## START Dataset rows

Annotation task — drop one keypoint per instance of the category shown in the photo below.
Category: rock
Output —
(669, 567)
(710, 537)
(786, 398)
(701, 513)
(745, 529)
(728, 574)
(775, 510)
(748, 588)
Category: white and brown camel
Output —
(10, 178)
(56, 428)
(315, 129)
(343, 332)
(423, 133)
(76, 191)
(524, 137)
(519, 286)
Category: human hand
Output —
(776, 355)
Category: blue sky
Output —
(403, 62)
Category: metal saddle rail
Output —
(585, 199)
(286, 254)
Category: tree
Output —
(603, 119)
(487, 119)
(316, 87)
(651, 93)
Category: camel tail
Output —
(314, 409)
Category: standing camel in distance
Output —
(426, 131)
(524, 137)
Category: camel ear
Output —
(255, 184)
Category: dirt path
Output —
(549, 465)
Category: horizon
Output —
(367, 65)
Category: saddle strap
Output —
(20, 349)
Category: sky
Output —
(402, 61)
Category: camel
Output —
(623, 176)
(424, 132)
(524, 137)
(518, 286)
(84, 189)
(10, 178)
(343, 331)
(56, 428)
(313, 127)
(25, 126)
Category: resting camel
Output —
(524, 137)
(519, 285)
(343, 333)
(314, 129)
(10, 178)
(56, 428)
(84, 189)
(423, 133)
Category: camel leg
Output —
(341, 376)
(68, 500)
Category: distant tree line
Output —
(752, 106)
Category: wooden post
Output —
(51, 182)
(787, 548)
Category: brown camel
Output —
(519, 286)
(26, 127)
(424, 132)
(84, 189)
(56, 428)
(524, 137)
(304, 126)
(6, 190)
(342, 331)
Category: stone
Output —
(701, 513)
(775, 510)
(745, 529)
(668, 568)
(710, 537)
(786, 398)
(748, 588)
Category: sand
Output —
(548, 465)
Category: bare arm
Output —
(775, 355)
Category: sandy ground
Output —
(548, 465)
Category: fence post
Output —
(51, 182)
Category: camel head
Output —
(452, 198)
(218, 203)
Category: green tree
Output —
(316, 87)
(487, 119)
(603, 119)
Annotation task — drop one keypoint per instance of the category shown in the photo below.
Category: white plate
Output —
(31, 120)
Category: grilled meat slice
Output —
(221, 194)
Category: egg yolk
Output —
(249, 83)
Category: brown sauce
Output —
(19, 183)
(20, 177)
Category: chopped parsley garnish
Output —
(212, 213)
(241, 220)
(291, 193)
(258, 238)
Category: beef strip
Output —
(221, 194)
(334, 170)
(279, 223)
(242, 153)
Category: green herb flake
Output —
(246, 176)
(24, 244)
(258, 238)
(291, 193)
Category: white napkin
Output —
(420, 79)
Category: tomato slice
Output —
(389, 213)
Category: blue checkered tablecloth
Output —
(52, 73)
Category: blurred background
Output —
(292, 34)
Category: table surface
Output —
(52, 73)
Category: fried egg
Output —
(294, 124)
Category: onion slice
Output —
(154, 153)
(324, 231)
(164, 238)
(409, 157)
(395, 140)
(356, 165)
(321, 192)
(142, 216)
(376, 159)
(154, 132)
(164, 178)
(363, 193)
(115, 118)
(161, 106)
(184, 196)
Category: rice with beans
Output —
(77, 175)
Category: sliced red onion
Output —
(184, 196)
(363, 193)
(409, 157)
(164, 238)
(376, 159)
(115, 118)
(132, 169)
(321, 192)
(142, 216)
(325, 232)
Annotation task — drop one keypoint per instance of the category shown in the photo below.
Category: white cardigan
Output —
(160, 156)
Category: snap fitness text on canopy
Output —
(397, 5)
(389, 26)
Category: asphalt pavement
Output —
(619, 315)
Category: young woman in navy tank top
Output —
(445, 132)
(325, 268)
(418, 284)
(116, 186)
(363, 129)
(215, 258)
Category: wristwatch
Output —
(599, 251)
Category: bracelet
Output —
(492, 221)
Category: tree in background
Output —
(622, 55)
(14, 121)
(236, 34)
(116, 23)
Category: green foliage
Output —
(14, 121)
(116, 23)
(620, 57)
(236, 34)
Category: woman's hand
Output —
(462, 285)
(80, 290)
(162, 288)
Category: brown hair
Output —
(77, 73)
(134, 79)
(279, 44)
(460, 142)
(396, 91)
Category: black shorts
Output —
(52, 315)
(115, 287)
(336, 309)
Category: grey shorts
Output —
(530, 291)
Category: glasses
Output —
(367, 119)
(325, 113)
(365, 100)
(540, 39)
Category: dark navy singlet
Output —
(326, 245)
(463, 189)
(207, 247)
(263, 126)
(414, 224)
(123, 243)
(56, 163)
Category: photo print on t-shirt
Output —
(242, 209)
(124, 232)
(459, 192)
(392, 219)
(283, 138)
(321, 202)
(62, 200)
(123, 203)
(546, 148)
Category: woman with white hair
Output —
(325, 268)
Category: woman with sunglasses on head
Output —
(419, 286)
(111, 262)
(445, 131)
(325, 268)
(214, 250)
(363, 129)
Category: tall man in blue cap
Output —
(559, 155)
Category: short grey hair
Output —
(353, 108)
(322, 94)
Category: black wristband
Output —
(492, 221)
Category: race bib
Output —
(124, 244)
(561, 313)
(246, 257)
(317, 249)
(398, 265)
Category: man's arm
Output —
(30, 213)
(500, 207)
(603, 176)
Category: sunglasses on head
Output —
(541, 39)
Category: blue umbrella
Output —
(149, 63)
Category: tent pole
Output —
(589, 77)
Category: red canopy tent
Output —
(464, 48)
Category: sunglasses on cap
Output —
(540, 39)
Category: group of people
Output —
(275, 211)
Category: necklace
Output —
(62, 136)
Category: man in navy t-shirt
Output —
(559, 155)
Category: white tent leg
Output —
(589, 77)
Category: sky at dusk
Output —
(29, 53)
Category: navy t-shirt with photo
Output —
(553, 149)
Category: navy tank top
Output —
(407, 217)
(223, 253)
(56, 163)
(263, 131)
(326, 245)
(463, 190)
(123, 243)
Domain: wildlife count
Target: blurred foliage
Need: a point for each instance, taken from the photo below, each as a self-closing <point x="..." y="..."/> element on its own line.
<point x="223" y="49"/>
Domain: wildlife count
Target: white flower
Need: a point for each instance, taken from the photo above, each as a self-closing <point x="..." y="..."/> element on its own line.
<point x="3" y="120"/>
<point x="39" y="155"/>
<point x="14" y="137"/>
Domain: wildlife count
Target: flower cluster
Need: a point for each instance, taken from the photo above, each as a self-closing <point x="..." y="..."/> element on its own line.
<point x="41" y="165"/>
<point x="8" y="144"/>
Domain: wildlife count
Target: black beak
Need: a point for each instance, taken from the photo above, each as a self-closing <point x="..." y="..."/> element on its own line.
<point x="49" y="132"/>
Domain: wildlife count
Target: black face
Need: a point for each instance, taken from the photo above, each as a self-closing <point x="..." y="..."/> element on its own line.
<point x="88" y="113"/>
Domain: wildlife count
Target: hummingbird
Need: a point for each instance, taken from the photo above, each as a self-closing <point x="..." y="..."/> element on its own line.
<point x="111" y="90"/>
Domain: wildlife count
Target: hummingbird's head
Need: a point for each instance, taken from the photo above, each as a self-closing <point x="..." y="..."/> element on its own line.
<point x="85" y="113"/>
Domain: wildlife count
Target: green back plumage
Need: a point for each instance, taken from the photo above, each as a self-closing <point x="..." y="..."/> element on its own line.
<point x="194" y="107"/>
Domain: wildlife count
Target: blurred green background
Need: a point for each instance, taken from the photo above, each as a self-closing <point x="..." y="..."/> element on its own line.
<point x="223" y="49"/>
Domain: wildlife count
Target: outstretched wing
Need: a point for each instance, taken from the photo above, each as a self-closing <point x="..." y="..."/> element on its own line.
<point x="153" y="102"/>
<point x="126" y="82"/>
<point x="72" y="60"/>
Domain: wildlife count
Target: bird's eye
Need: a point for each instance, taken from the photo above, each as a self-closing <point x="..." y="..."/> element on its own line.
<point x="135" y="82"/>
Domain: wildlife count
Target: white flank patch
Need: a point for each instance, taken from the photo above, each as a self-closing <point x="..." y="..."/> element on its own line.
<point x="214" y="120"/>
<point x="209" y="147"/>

## END Dataset rows

=== What to work on ===
Identify every line in the entries above that contains the word "brown" and copy each of those lines. Case counts.

=== Answer to this problem ===
Category: white and brown camel
Category: brown camel
Category: brown sauce
Category: brown hair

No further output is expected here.